:: THE EXERCISE ::
Extract every line of the listing below that contains the string "sculpture". Match case exactly.

:: RECORDS SUPPLIED ::
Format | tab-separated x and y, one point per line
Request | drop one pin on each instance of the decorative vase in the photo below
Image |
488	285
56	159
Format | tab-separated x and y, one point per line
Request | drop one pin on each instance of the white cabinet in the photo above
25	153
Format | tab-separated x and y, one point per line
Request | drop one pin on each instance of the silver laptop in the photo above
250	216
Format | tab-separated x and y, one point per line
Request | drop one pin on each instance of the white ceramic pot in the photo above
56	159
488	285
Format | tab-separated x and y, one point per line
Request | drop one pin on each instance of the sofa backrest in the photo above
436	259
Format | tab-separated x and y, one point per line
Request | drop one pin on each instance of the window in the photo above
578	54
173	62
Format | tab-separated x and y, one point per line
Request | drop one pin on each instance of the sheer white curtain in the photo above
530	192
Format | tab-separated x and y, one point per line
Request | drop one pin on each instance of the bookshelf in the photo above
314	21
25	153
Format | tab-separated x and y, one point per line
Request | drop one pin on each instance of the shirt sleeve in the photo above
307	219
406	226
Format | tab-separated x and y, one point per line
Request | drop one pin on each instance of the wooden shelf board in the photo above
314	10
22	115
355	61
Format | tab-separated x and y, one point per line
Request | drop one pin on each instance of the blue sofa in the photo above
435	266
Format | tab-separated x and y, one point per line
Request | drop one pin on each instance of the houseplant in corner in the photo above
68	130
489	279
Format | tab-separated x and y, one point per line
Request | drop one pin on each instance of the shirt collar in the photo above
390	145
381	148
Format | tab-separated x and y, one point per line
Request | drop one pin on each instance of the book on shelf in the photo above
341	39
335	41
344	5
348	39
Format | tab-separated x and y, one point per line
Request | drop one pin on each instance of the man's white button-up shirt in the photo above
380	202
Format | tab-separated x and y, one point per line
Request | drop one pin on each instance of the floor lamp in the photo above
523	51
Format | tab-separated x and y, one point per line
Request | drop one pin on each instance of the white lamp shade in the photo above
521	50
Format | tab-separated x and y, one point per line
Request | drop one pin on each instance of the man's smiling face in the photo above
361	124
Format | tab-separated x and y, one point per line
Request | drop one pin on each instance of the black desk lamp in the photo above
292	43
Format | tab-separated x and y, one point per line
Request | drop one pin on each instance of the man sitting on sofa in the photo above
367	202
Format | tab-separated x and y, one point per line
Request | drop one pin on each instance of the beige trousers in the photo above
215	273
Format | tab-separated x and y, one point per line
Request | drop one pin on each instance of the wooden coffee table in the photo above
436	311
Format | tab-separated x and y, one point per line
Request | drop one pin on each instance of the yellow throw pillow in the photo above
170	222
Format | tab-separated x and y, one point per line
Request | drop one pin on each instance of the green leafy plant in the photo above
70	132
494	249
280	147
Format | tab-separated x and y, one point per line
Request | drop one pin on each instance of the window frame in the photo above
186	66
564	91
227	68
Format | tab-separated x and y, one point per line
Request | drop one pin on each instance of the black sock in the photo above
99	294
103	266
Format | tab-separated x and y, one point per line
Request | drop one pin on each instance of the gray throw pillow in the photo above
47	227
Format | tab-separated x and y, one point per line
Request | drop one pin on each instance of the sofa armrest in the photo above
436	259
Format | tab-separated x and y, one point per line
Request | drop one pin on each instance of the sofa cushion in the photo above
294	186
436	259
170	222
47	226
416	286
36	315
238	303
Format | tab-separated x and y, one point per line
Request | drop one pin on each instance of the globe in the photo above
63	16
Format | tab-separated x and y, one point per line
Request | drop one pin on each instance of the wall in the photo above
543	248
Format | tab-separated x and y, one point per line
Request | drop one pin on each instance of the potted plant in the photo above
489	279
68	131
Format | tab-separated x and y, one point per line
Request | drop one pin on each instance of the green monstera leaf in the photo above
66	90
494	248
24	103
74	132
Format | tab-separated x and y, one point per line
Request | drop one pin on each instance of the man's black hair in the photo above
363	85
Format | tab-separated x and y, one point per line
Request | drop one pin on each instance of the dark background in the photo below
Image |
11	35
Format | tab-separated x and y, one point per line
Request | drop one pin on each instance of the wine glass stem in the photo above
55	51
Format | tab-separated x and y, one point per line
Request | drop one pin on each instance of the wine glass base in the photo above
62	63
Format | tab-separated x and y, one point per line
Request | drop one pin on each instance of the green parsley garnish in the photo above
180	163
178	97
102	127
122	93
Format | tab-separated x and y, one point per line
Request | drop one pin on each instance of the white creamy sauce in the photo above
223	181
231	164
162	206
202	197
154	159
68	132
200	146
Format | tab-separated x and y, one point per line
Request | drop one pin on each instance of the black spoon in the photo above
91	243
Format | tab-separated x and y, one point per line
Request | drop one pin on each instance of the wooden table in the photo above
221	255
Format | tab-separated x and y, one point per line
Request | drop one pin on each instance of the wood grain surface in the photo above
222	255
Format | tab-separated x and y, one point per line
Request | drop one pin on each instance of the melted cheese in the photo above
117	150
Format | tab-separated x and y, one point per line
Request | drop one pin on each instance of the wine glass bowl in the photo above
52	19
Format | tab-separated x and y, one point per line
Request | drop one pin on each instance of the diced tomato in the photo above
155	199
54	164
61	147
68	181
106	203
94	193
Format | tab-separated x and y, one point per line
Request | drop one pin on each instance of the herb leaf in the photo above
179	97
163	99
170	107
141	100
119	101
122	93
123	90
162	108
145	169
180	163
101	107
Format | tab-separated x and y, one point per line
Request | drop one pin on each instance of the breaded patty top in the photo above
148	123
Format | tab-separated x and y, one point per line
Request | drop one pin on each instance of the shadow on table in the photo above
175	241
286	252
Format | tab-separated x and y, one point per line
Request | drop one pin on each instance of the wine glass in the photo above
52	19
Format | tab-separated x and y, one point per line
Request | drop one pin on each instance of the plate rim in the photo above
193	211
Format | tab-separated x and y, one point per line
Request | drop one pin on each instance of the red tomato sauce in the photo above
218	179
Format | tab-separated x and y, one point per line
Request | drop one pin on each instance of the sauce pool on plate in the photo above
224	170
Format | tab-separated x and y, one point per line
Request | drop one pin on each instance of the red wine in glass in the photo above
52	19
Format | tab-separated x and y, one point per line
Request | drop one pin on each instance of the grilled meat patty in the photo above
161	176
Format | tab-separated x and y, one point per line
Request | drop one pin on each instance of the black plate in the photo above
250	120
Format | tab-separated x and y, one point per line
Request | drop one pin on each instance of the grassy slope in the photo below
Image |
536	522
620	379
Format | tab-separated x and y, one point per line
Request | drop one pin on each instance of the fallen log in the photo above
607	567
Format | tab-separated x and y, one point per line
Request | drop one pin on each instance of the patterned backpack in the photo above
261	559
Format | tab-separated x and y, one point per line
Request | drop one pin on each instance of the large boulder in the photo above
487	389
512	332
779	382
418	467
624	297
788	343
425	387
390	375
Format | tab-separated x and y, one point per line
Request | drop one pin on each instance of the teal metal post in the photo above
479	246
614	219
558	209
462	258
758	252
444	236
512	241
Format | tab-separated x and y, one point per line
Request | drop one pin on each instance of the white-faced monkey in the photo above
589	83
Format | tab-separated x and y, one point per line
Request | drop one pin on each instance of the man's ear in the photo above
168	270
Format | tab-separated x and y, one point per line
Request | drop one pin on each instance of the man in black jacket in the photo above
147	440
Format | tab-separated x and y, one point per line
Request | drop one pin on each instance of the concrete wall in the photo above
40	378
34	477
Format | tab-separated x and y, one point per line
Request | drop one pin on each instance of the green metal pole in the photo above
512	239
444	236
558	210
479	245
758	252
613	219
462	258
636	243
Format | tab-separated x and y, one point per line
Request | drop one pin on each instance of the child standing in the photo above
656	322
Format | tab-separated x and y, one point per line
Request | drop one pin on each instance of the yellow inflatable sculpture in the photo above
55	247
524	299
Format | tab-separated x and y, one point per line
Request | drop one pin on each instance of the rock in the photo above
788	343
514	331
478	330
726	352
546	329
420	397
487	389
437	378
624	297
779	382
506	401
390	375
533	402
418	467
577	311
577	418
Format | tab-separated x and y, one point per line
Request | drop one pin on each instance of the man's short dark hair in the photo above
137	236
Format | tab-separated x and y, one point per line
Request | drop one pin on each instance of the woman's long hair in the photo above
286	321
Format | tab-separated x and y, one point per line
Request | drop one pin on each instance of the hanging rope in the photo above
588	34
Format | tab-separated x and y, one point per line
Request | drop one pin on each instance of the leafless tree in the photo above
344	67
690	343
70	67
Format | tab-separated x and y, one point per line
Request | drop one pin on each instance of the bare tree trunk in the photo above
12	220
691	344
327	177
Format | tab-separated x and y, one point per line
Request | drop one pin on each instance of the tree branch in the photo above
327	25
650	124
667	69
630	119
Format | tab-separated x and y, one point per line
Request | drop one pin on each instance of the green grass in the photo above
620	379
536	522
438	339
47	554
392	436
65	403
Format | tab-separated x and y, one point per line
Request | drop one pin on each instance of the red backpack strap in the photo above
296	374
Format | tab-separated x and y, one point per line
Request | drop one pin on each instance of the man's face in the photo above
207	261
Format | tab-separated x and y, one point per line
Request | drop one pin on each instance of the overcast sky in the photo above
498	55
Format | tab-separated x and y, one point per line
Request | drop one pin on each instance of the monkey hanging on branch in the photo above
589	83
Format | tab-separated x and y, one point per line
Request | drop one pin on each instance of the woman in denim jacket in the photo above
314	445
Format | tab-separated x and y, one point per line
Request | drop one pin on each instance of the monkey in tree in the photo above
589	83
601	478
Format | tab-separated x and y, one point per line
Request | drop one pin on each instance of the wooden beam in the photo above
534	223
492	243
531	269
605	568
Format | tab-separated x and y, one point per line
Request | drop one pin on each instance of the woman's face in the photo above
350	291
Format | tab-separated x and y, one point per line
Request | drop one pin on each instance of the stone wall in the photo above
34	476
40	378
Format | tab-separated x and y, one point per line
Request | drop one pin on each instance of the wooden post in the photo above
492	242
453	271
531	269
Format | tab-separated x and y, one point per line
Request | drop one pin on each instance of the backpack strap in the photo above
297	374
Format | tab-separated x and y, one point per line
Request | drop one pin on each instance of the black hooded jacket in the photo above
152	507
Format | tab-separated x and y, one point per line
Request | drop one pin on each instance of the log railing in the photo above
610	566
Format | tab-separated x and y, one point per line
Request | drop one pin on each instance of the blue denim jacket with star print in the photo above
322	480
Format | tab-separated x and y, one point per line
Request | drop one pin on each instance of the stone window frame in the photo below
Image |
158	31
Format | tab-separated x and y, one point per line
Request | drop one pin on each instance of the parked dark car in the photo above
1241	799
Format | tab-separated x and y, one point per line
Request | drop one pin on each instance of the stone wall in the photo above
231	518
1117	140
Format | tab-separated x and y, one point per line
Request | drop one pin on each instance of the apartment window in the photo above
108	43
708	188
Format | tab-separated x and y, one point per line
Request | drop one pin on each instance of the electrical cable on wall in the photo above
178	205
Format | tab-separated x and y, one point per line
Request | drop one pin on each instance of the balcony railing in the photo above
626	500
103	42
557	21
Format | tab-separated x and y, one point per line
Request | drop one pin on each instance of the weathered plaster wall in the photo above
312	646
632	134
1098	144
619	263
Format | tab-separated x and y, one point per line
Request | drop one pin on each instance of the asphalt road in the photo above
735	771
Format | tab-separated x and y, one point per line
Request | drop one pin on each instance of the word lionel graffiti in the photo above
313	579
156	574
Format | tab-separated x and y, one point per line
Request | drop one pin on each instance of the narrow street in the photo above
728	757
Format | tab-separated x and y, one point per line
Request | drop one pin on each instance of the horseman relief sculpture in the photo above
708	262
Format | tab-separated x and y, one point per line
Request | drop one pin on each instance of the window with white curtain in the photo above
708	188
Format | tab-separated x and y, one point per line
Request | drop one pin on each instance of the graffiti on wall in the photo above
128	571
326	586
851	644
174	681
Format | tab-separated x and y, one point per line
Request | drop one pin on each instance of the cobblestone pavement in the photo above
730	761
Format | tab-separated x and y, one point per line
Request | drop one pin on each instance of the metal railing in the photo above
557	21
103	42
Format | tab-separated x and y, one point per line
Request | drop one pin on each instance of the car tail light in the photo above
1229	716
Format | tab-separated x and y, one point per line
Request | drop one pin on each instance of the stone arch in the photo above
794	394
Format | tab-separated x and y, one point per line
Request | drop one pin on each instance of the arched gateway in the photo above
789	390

:: SOLUTION ::
Request | drop one pin on each instance of the yellow inflatable sculpture in the photo above
Request | drop one pin on each instance of the horseman relief sculpture in the photo above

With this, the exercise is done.